Brief A - In the passage on the WTO dispute settlement body, why did the US object to adopting the Appellate Body ruling in the fatty alcohols dispute between Indonesia and the European Union?
--- Selection ---
The director-general (DG) has apparently come under pressure from
the US for removing/transferring a senior official in the dispute
settlement division.
Besides, in one instance, the DG wanted the re-writing of a major
ruling concerning the US, according to a former Appellate Body member,
who asked not to be quoted.
Instead of speaking out against the US attempts to undermine the dispute
settlement system, the DG is willing to negotiate with the US to explore
how things can be improved at the DSB, the former member noted.
At a DSB meeting on Friday (29 September), the US suggested the need
for "positive consensus" for adopting a WTO ruling in a
dispute to which it was only a third party.
The United States said it will continue to oppose the launching of
the selection process to fill current and upcoming vacancies on the
WTO's Appellate Body until its concerns about the continued service
of former judges is addressed.
[Apart from discussing Appellate Body matters, the DSB at last week's
meeting also agreed to establish a panel at the request of Brazil
to rule on alleged Canadian support programs in favour of Montreal-based
aircraft manufacturer Bombardier. A full report on the DSB meeting
will appear in an upcoming issue. SUNS]
In the dispute between Indonesia and the European Union over anti-dumping
duties on certain fatty alcohols from Indonesia, the panel and the
Appellate Body (AB) ruled in favour of the EU.
The US said while it concurred with the AB ruling, it objected to
the adoption of the ruling on procedural grounds. The US maintained
that two of the AB members - Hyun Chong Kim and Ricardo Ramirez-Hernandez
- who were signatories to the ruling, had demitted office.
The US maintained that the adoption of the ruling was not consistent
with the provisions in Article 17 of the DSU, and suggested that it
must be adopted under "positive consensus" as opposed to
the "negative consensus" underlying adoption of the rulings
in 1995.
Thus, argued the US, adoption of the ruling by the DSB should be by
"positive consensus," i.e. adopted only if no objections
are raised, rather than by "negative consensus."
Under Article 17.14 of the dispute settlement understanding (DSU),
"an Appellate Body report shall be adopted by the DSB and unconditionally
accepted by parties to the dispute unless the DSB decides by consensus
not to adopt the Appellate Body report within 30 days following its
circulation to members."
This is not the first time that the US suggested "positive consensus"
as the basis for adopting a WTO ruling.
--- Data to process ---
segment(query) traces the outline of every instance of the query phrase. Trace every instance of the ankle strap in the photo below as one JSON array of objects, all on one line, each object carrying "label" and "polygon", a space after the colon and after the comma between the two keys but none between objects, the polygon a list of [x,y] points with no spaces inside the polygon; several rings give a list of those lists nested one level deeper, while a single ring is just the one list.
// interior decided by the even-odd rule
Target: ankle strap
---
--- Data to process ---
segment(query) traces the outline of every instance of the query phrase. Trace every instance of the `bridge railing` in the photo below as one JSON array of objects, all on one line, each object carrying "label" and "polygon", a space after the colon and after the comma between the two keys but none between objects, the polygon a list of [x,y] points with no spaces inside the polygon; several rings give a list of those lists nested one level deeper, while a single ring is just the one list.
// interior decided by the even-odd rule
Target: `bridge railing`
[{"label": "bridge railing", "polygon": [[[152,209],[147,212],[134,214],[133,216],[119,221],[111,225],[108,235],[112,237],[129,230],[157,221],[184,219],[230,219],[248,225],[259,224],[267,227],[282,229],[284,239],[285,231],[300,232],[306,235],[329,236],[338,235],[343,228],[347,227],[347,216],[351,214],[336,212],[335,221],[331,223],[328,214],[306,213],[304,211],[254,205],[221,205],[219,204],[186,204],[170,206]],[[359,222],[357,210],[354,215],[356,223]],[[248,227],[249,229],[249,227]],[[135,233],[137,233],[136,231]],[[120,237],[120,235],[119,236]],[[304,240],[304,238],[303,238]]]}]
---
--- Data to process ---
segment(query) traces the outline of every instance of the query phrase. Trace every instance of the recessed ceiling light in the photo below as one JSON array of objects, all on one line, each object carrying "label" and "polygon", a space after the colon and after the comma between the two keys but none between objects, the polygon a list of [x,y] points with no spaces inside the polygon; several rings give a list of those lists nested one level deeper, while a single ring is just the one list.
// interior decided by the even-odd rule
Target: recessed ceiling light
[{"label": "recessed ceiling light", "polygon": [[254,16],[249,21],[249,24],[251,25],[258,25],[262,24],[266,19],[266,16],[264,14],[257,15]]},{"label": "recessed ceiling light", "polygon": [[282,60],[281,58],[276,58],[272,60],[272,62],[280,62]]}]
---
Brief B - Retype the part of the records that opens with the line containing "of the ankle" and closes with the line containing "Target: ankle strap".

Full response A - The US objected on procedural grounds. It said that two Appellate Body members who signed the ruling, Hyun Chong Kim and Ricardo Ramirez-Hernandez, had demitted office. It also argued that adopting the ruling was not consistent with Article 17 of the DSU.

Full response B -
segment(query) traces the outline of every instance of the query phrase. Trace every instance of the ankle strap in the photo below as one JSON array of objects, all on one line, each object carrying "label" and "polygon", a space after the colon and after the comma between the two keys but none between objects, the polygon a list of [x,y] points with no spaces inside the polygon; several rings give a list of those lists nested one level deeper, while a single ring is just the one list.
// interior decided by the even-odd rule
Target: ankle strap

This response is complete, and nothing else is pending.